Material provided START

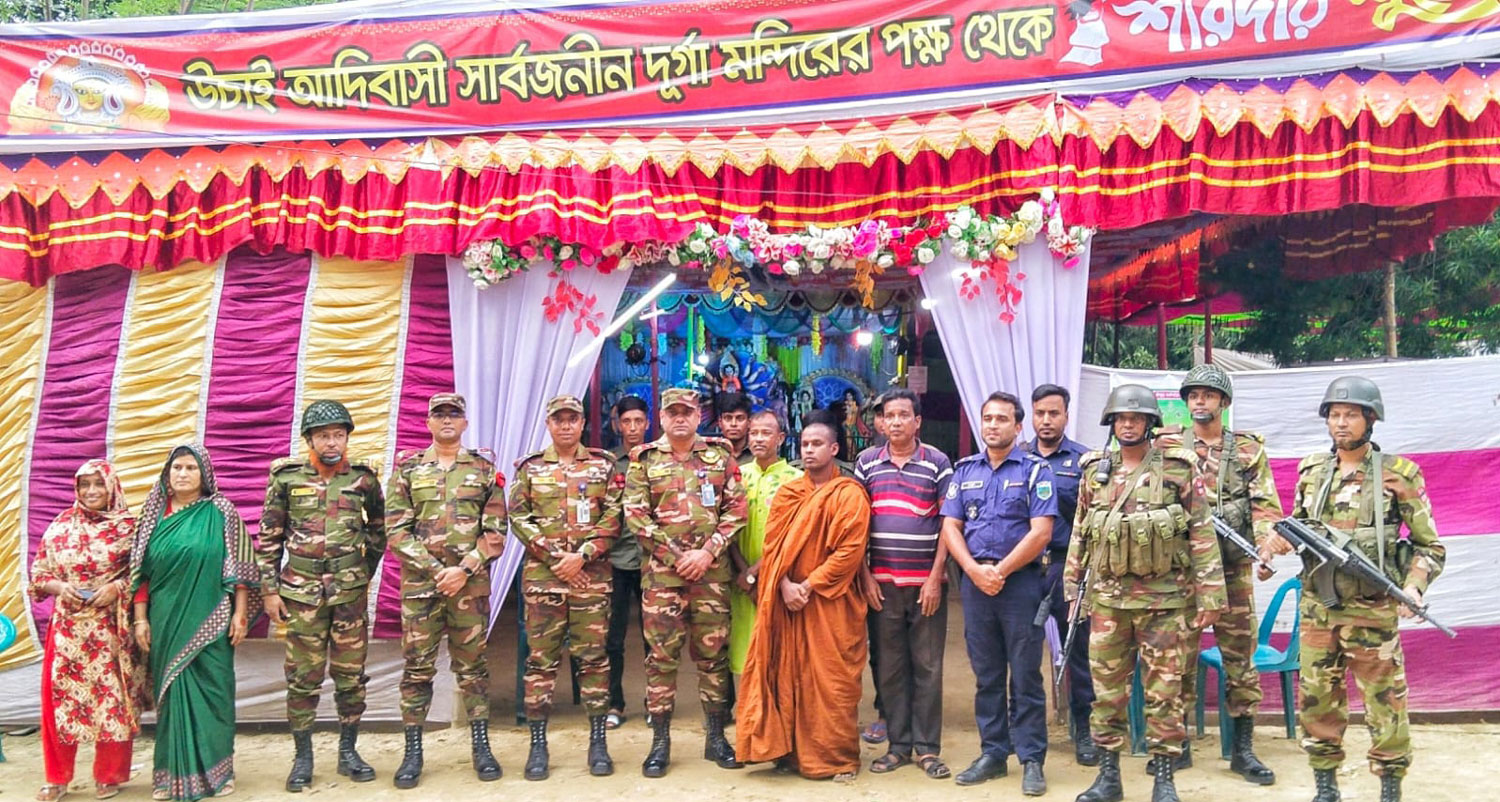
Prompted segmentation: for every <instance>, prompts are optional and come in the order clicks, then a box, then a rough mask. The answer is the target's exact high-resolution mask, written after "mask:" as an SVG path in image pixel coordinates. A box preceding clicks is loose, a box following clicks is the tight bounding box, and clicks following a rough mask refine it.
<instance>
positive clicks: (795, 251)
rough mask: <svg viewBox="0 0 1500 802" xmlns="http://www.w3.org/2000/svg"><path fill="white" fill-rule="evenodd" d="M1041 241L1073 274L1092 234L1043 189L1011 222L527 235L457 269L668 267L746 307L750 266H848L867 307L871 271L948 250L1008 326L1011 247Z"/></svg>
mask: <svg viewBox="0 0 1500 802" xmlns="http://www.w3.org/2000/svg"><path fill="white" fill-rule="evenodd" d="M1038 235H1041V237H1044V238H1046V241H1047V247H1049V249H1050V250H1052V252H1053V253H1056V255H1058V256H1062V258H1064V267H1067V268H1073V267H1076V265H1077V262H1079V255H1080V253H1082V252H1083V247H1085V246H1086V244H1088V241H1089V238H1091V237H1092V235H1094V229H1091V228H1086V226H1079V225H1074V226H1070V225H1065V223H1064V220H1062V211H1061V204H1058V199H1056V195H1055V193H1053V192H1052V190H1050V189H1046V190H1043V193H1041V198H1040V199H1032V201H1026V202H1023V204H1022V205H1020V208H1017V210H1016V213H1013V214H1010V216H1004V217H1002V216H998V214H980V213H977V211H974V208H971V207H968V205H965V207H959V208H956V210H953V211H950V213H947V214H944V217H942V219H939V220H935V222H929V223H919V225H910V226H889V225H886V223H883V222H879V220H865V222H862V223H859V225H856V226H838V228H820V226H816V225H810V226H807V229H805V231H795V232H790V234H772V232H771V231H769V226H768V225H766V223H765V220H759V219H754V217H750V216H748V214H741V216H739V217H735V220H733V222H732V223H730V226H729V231H727V232H723V234H720V232H717V231H715V229H714V228H712V226H711V225H708V223H697V226H696V228H694V229H693V231H691V232H688V235H687V237H685V238H682V240H681V241H676V243H636V244H628V246H627V244H613V246H609V247H606V249H603V250H597V249H592V247H589V246H583V244H576V243H564V241H561V240H559V238H556V237H534V238H531V240H528V241H525V243H522V244H519V246H507V244H504V243H501V241H499V240H484V241H477V243H474V244H471V246H469V247H468V250H465V252H463V267H465V268H466V270H468V274H469V277H471V279H472V280H474V286H478V288H480V289H484V288H489V286H493V285H496V283H499V282H501V280H504V279H507V277H510V276H513V274H514V273H519V271H522V270H528V268H529V267H531V265H535V264H552V265H553V268H552V274H553V276H558V277H561V279H562V283H567V285H568V286H570V288H571V285H570V283H568V282H567V279H565V274H567V273H568V271H571V270H574V268H579V267H591V268H595V270H600V271H603V273H609V271H612V270H615V268H616V267H621V265H636V264H667V265H672V267H673V268H678V270H705V268H706V270H709V276H708V279H709V282H708V285H709V288H711V289H712V291H714V292H718V294H720V295H721V297H723V298H726V300H729V298H732V300H733V301H735V303H736V304H738V306H741V307H744V309H751V307H753V306H756V304H763V303H765V300H763V298H762V297H760V295H757V294H754V292H753V291H751V289H750V282H748V279H747V276H745V270H748V268H754V267H759V268H763V270H765V271H766V273H771V274H774V276H798V274H802V273H811V274H820V273H823V271H826V270H847V271H853V277H852V286H853V289H856V291H858V292H861V295H862V300H864V303H865V304H867V306H868V304H870V303H871V294H873V289H874V274H879V273H883V271H885V270H892V268H897V270H898V268H904V270H906V271H907V273H909V274H912V276H921V273H922V271H924V270H926V267H927V265H929V264H932V261H933V259H936V258H938V253H941V250H942V249H944V247H947V249H948V252H950V253H953V256H954V258H956V259H959V261H966V262H969V268H968V270H965V273H963V286H962V288H960V294H962V295H963V297H966V298H974V297H977V295H978V294H980V292H981V291H983V289H981V285H983V283H986V282H989V283H993V286H995V292H996V295H998V297H999V300H1001V304H1002V313H1001V319H1002V321H1005V322H1010V321H1013V319H1014V312H1016V304H1017V303H1019V301H1020V297H1022V292H1020V282H1022V280H1023V279H1025V277H1026V276H1025V274H1023V273H1016V271H1013V270H1011V264H1010V262H1013V261H1014V259H1016V256H1017V252H1016V249H1017V247H1020V246H1022V244H1026V243H1031V241H1035V240H1037V237H1038ZM562 298H565V301H564V303H561V304H559V303H558V301H559V298H558V297H555V298H552V300H550V301H552V303H550V306H549V319H553V316H552V313H550V312H552V310H555V309H558V307H562V309H564V310H571V309H570V307H571V306H573V304H582V301H583V298H573V297H570V295H568V294H567V291H564V295H562ZM567 301H571V303H567Z"/></svg>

Material provided END

## [Your assignment]
Copy out the preceding entries without a single change, leaving out the pictures.

## [Task output]
Prompted segmentation: for every <instance>, prompts are optional and come in the order clicks, then a box, then a rough mask. The answer is the target's exact high-resolution mask, written after "mask:" as an SVG path in image pixel coordinates. A box preceding clicks is loose, a box following clicks is the tight bounding box, and clicks following a rough mask refine it.
<instance>
positive clicks: (795, 251)
rough mask: <svg viewBox="0 0 1500 802" xmlns="http://www.w3.org/2000/svg"><path fill="white" fill-rule="evenodd" d="M1041 241L1073 274L1092 234L1043 189L1011 222L527 235L457 269L668 267L746 307L750 266H848L867 307L871 271L948 250L1008 326L1011 247Z"/></svg>
mask: <svg viewBox="0 0 1500 802" xmlns="http://www.w3.org/2000/svg"><path fill="white" fill-rule="evenodd" d="M1038 235H1041V237H1044V238H1046V241H1047V247H1049V249H1050V250H1052V252H1053V253H1056V255H1058V256H1062V258H1064V267H1067V268H1073V267H1076V265H1077V262H1079V255H1080V253H1082V252H1083V247H1085V246H1086V244H1088V241H1089V238H1091V237H1092V235H1094V229H1091V228H1086V226H1079V225H1074V226H1070V225H1065V223H1064V220H1062V211H1061V204H1058V199H1056V195H1055V193H1053V192H1052V190H1050V189H1046V190H1043V193H1041V198H1040V199H1032V201H1026V202H1023V204H1022V205H1020V208H1017V210H1016V213H1013V214H1010V216H1004V217H1002V216H998V214H980V213H977V211H974V208H971V207H968V205H965V207H959V208H956V210H953V211H950V213H947V214H944V217H942V219H939V220H935V222H929V223H919V225H910V226H889V225H886V223H883V222H879V220H865V222H862V223H859V225H856V226H838V228H820V226H816V225H810V226H807V229H805V231H795V232H790V234H772V232H771V231H769V226H768V225H766V223H765V220H759V219H754V217H750V216H748V214H741V216H739V217H735V220H733V222H732V223H730V226H729V231H727V232H723V234H720V232H717V231H715V229H714V228H712V226H711V225H708V223H697V226H696V228H694V229H693V231H691V232H688V235H687V237H685V238H682V240H681V241H676V243H636V244H628V246H627V244H613V246H609V247H606V249H603V250H597V249H592V247H589V246H583V244H576V243H564V241H561V240H559V238H556V237H534V238H531V240H528V241H525V243H522V244H519V246H507V244H504V243H501V241H499V240H484V241H477V243H474V244H471V246H469V247H468V250H465V252H463V267H465V268H466V270H468V274H469V277H471V279H472V280H474V286H478V288H480V289H484V288H489V286H493V285H496V283H499V282H501V280H504V279H507V277H510V276H513V274H514V273H519V271H522V270H528V268H529V267H531V265H535V264H552V265H553V268H552V274H553V276H558V277H561V279H562V283H567V285H568V286H570V288H571V285H570V283H568V282H567V279H565V274H567V273H568V271H571V270H574V268H579V267H591V268H595V270H600V271H603V273H609V271H612V270H615V268H616V267H621V265H636V264H667V265H672V267H673V268H678V270H705V268H706V270H709V276H708V279H709V282H708V285H709V288H711V289H712V291H714V292H718V294H720V295H721V297H723V298H726V300H729V298H732V300H733V301H735V303H736V304H738V306H741V307H744V309H751V307H753V306H756V304H763V303H765V300H763V298H762V297H760V295H757V294H754V292H753V291H751V289H750V282H748V279H747V276H745V270H748V268H754V267H759V268H763V270H765V271H766V273H771V274H774V276H798V274H802V273H811V274H820V273H823V271H826V270H847V271H853V277H852V286H853V289H856V291H858V292H861V295H862V300H864V303H865V304H867V306H868V304H870V303H871V294H873V289H874V274H879V273H883V271H885V270H892V268H897V270H898V268H904V270H906V271H907V273H909V274H912V276H921V273H922V271H924V270H926V267H927V265H929V264H932V261H933V259H936V258H938V253H941V250H942V249H944V247H947V249H948V252H950V253H953V256H954V258H956V259H959V261H966V262H969V268H968V270H965V273H963V286H962V288H960V294H962V295H963V297H966V298H974V297H977V295H978V294H980V292H981V291H983V289H981V285H983V283H986V282H989V283H993V286H995V292H996V295H998V297H999V300H1001V304H1002V313H1001V319H1002V321H1005V322H1010V321H1013V319H1014V312H1016V304H1017V303H1019V301H1020V297H1022V292H1020V282H1022V280H1023V279H1025V277H1026V276H1025V274H1023V273H1016V271H1013V270H1011V264H1010V262H1013V261H1014V259H1016V256H1017V252H1016V249H1017V247H1020V246H1022V244H1026V243H1031V241H1035V240H1037V237H1038ZM562 298H565V301H564V303H561V304H559V303H558V301H559V298H558V297H555V298H552V300H550V301H552V303H550V306H549V319H553V316H552V313H550V312H552V310H555V309H558V307H562V309H564V310H571V309H570V307H571V306H573V304H582V301H583V298H573V297H570V295H568V294H567V291H564V295H562ZM567 301H571V303H567Z"/></svg>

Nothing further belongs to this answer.